Document segment>
Sunday, January 10, 2010

We are the people of his pasture...

(blogged with a little help from my dear friend)

Saturday, as I busied myself with as much normalcy as possible, I was thinking about my dear cousin Anna.
What would Anna Do?

In her early years she was inspired to become a nurse in Birmingham, Alabama.

When John’s brother, her 20 year old cousin, and several others close to her died in WWII, to her mother's sorrow, she was inspired to join the war effort. In North Africa she would work in a field unit burn center as Patton fought nearby. Day temperatures reached 130 degrees. Its hard to imagine the suffering. The bedsheets of the wounded doubled as table clothes for the staff, who dined on military meals prepared by a drafted chef from the Waldorf Astoria.
Later she was transferred to Pisa, Italy and stationed by the leaning tower there for the European War until getting a transfer to Japan. On board the Sea Cat, she learned Japan had surrendered and the ship was rerouted to New York City, where she would be photographed with other nurses on the cover of the New York Daily Mirror, 1945.

Coming home to Tennessee, she was rerouted once again by a brother’s invitation for a visit to his home in Missouri. It would be at a party held by his wife that she would meet and three months later marry her husband.
She never reached Japan or Tennessee on that journey and instead settled in Missouri with her husband to have 4 children.
When her youngest girls were 9 and 11 and her husband was 54, the car they were traveling in was hit by a drunk driver. Upon waking days later in the hospital, she learned that the three others were killed and already buried. Again, its hard to imagine the anguish she must have felt. She was left with her son of 16, and her daughter of 15 to persevere. Her living children still thrive today along with 7 grandchildren, their spouses, and 18 great grandchildren who range in age from 1 to 11.

Required tasks>
**1)** In the blog post about cousin Anna, what was the name of the ship she was on when she learned that Japan had surrendered?
**2)** Carry on the blog post about cousin Anna from the point where it currently ends.

Information provided>
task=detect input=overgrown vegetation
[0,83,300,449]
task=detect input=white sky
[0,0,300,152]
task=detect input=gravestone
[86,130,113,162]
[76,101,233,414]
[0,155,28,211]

Per-task answers>
**1)** She was on the Sea Cat.

**2)**
Although she has recently been diagnosed with bone cancer, at 91 her doctor says its not terminal. She still drives daily to her favorite hamburger joint with a friend. Those hamburgers will get her one day though, its just a matter of time.

Through all her adventures and experiences and tragedy, she has weathered each storm with God beside her. She has seen, touched, smelled, and felt more calamity than most will ever endure. Yet it is evident she is held in God’s gentle hand and he has kept her lifted up and inspired to be an inspiration to others. Always with a positive joyful heart, Christ’s light still shines as bright as ever through her.

Psalm 95:6-7
6 Come, let us bow down in worship,
let us kneel before the LORD our Maker;
7 for he is our God
and we are the people of his pasture,
the flock under his care.

1 comment:

  1. You inspire me daily, Bev, and I so enjoyed reading about your aunt. God alone knows how many people you are inspiring with this effort of love.